TASK TO CARRY OUT:
Will you print the material below without altering a single character?

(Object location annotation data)
+===+

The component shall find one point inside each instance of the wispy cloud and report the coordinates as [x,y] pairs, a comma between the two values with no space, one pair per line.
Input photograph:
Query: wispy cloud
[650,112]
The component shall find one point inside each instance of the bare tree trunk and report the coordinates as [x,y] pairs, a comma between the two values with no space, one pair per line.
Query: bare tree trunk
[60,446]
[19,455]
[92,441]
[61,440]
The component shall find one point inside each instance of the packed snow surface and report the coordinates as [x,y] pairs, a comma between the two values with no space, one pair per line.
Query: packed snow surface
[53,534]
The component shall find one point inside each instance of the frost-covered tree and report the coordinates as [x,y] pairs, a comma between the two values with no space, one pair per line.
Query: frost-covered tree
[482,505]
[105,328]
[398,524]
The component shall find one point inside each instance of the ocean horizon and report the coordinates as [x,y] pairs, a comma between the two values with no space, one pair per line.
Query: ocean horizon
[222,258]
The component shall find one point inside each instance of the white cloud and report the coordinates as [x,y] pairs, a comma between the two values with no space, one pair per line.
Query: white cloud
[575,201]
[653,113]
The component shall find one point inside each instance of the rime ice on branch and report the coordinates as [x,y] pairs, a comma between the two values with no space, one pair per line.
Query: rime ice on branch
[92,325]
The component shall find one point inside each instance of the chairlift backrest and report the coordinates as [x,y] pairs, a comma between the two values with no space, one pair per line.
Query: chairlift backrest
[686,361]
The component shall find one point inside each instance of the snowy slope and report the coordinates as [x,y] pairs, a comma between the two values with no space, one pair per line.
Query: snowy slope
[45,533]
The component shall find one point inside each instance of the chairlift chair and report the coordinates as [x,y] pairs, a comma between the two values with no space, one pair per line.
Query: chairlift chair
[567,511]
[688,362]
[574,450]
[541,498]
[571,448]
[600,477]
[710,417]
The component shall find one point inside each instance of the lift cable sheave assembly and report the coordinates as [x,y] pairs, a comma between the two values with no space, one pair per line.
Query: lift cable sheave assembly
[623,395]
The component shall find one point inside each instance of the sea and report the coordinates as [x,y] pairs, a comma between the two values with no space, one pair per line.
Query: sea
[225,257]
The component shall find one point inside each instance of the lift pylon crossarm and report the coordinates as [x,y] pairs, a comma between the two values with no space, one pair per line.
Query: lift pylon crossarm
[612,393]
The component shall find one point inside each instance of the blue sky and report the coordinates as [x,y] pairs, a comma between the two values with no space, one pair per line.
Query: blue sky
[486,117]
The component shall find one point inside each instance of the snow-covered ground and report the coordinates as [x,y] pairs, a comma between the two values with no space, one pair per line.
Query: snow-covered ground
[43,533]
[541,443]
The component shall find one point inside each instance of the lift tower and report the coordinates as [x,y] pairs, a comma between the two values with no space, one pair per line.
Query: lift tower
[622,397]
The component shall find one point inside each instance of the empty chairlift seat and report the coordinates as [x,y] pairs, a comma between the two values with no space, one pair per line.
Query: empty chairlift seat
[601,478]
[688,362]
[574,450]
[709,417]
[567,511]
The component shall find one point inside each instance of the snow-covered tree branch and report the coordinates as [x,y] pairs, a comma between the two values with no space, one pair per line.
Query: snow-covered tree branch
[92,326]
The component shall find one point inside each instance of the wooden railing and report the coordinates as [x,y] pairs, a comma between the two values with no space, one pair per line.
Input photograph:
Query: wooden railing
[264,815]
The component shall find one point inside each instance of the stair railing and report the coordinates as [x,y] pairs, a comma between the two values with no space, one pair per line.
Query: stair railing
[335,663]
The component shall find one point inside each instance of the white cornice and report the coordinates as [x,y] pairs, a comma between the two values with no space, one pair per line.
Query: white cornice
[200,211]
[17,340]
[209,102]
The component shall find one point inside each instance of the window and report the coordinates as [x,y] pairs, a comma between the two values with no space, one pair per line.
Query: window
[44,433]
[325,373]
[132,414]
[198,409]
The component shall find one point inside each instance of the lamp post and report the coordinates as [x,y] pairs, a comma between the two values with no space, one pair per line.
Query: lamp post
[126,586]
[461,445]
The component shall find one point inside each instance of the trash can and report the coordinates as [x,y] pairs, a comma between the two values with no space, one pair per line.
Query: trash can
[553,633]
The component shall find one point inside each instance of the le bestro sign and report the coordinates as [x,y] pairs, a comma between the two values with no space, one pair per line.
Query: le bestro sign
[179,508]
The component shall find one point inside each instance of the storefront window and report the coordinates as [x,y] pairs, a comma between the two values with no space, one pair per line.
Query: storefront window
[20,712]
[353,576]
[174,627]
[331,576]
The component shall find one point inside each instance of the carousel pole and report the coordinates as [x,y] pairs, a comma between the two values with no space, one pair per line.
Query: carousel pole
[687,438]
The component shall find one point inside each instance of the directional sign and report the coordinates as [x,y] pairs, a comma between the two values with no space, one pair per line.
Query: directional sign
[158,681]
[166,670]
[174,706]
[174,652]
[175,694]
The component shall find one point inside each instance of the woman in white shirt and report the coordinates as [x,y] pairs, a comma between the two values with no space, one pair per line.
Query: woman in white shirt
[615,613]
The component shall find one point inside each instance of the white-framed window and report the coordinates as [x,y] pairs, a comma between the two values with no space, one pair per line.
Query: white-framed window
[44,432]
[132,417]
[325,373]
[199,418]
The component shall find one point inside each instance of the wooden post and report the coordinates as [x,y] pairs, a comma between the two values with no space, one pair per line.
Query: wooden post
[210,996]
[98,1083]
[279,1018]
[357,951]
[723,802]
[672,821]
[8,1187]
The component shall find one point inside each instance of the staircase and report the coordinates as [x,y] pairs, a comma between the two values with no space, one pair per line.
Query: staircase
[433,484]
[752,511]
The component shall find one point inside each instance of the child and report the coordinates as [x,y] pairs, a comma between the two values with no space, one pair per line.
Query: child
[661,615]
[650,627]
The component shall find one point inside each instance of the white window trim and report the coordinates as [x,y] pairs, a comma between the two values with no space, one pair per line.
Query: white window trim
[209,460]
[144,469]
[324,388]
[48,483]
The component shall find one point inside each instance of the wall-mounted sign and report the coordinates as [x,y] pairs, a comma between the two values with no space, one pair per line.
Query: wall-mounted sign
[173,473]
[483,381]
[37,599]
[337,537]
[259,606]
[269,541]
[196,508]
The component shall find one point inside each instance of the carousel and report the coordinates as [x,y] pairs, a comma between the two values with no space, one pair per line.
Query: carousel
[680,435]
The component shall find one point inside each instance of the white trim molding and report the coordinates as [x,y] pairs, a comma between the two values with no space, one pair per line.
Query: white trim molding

+===+

WRITTEN SOLUTION:
The component shall find one point inside each instance of the wispy cloud and report the coordinates as [x,y] pairs, a comma between the two values with no space, one pair per line.
Input photograph:
Query: wispy cloud
[650,112]
The component shall find one point inside each instance of the bare tree trunk and report the coordinates as [x,y] pairs, a comma between the two values with no space, one pair per line.
Query: bare tree trunk
[60,446]
[19,455]
[92,441]
[61,440]
The component shall find one point inside each instance of the packed snow surface and report the coordinates as [x,y] pairs, a comma between the two values with no space, one pair per line.
Query: packed snow surface
[53,534]
The component shall find one point inside each instance of the frost-covered tree and report the coordinates as [x,y] pairs, a comma between the two values with no space, one pair per line.
Query: frost-covered tree
[482,505]
[105,328]
[398,524]
The component shall find one point inside each instance of the ocean horizon and report the coordinates as [x,y] pairs, a comma between the two values with no space, one pair per line.
Query: ocean horizon
[222,258]
The component shall find one point inside each instance of the white cloud and report the coordinates as [x,y] pairs, a comma between the two values with no space, one pair per line.
Query: white cloud
[575,201]
[653,113]
The component shall find one point inside each instance of the rime ice on branch and report the coordinates as [x,y] pairs, a comma between the two values with no space, one pair per line.
Query: rime ice on branch
[92,325]
The component shall find one point inside each instance of the chairlift backrest and report the coordinates as [x,y] pairs, a comma between the two values with no space, one pair per line.
Query: chairlift backrest
[686,361]
The component shall find one point inside each instance of the snowy slope and report the coordinates as [x,y] pairs, a comma between the two values with no space, one pair per line.
Query: snowy slope
[45,533]
The component shall find one point inside each instance of the chairlift chair and report the coordinates as [x,y] pairs, a comma between the two values with no space, one pair per line.
Query: chairlift chair
[567,511]
[688,362]
[574,450]
[541,498]
[571,448]
[600,477]
[710,417]
The component shall find one point inside each instance of the lift cable sheave assembly and report the coordinates as [x,y] pairs, a comma between the two values with no space, one pair per line.
Query: lift cable sheave assembly
[623,395]
The component shall find one point inside each instance of the sea and report the coordinates as [x,y] pairs, a comma between the two values with no space, one pair per line.
Query: sea
[225,257]
The component shall find one point inside each instance of the lift pylon crossarm and report the coordinates as [x,y] pairs, a comma between the two values with no space, one pair per line.
Query: lift pylon crossarm
[612,393]
The component shall find one point inside each instance of the blue sky and report the coordinates as [x,y] pairs, a comma between the two values with no space, one pair per line.
Query: blue sky
[486,117]
The component shall find one point inside each instance of the snow-covered ground and report the coordinates as [x,y] pairs, a comma between the two values with no space, one pair per line.
Query: snow-covered ground
[43,533]
[541,443]
The component shall find one point inside each instance of the lift tower and report the coordinates as [x,y] pairs, a comma between the two values with no space, one pair per line.
Query: lift tower
[622,397]
The component shall find one point inside each instance of the empty chairlift seat and report the coordinates as [x,y] pairs, a comma between the two values with no space, one pair per line.
Query: empty chairlift seat
[601,478]
[688,362]
[574,450]
[709,417]
[567,511]
The component shall find one point inside each instance of the snow-covered tree branch and report the coordinates as [x,y] pairs, a comma between the two values with no space, one pair per line.
Query: snow-covered tree branch
[92,326]
The component shall find one point inside each instance of the wooden railing and report the coordinates as [x,y] pairs, a comma between the two values with no space, one pair per line.
Input photograph:
Query: wooden railing
[264,815]
The component shall find one point inside each instance of the stair railing and report the coordinates as [x,y] pairs, a comma between the two values with no space, one pair per line.
Query: stair railing
[335,663]
The component shall find one point inside each instance of the white cornice and report the coordinates as [x,y] pairs, a comma between the two values with no space, one pair per line.
Query: white cornice
[200,211]
[17,340]
[209,102]
The component shall find one point inside each instance of the window and report the coordinates as [x,y] pairs, a comma between the two values with no space, one pair per line.
Query: window
[44,433]
[325,373]
[132,414]
[198,409]
The component shall find one point inside each instance of the lamp post and report the coordinates as [x,y] pairs, a comma between the two values with no space, one pair per line.
Query: lamp post
[126,586]
[461,445]
The component shall find one point inside each instance of the trash can and report the coordinates as [x,y] pairs, a comma between the two values with no space, one pair per line.
Query: trash can
[553,633]
The component shall find one point inside each instance of the le bestro sign and report the coordinates as [x,y] pairs, a comma between the two values with no space, one pair per line.
Query: le bestro sign
[179,508]
The component shall find one point inside each instance of the storefront window and report the coordinates as [x,y] pairs, a comma between the two values with no space, one pair per line.
Query: storefront window
[20,712]
[353,576]
[174,627]
[331,576]
The component shall find one point inside each instance of the carousel pole and report the coordinates as [x,y] pairs, a comma between the two values with no space, one pair per line.
Query: carousel pole
[687,438]
The component shall find one point inside each instance of the directional sign and report the coordinates as [x,y] pairs, a comma between the two values with no space, one pair per line.
Query: directional sign
[158,681]
[166,670]
[174,706]
[174,652]
[175,694]
The component shall find one point inside each instance of the woman in white shirt and report the coordinates as [x,y] pairs, a comma between the two values with no space, one pair per line.
Query: woman in white shirt
[615,613]
The component shall find one point inside each instance of the white-framed window and report the coordinates as [x,y] pairs, a comma between the two values with no space, one pair per line.
Query: white-framed window
[44,432]
[132,417]
[325,373]
[199,418]
The component shall find one point inside each instance of the wooden post and report the coordinates as [x,y] pairs, a comma between the two values with no space, one pair per line.
Query: wooden post
[210,996]
[98,1083]
[279,1018]
[357,951]
[723,802]
[672,821]
[8,1187]
The component shall find one point inside each instance of the staircase and report the coordinates as [x,y] pairs, a comma between the two values with no space, one pair per line.
Query: staircase
[433,484]
[752,511]
The component shall find one point inside each instance of the child and report the coordinates as [x,y] pairs, a comma between the two values with no space, one pair per line.
Query: child
[661,615]
[650,627]
The component shall find one point inside each instance of the white window trim and report the coordinates as [x,y] pairs, a comma between the two values with no space, one pair per line.
Query: white window trim
[209,460]
[144,469]
[324,388]
[48,483]
The component shall find one point inside each instance of the wall-mounted sign and report the coordinates as [x,y] pairs, a comma between the two values with no space, one pair per line.
Query: wall-mounted sign
[173,473]
[483,381]
[37,599]
[337,537]
[259,606]
[269,541]
[196,508]
The component shall find one point inside each instance of the carousel and report the coordinates as [x,y] pairs, a comma between the two values with no space, one pair per line.
Query: carousel
[680,435]
The component shall find one point inside each instance of the white trim molding and report the coordinates as [x,y] pairs, a comma between the two values with no space, one pair per line.
Query: white trim molding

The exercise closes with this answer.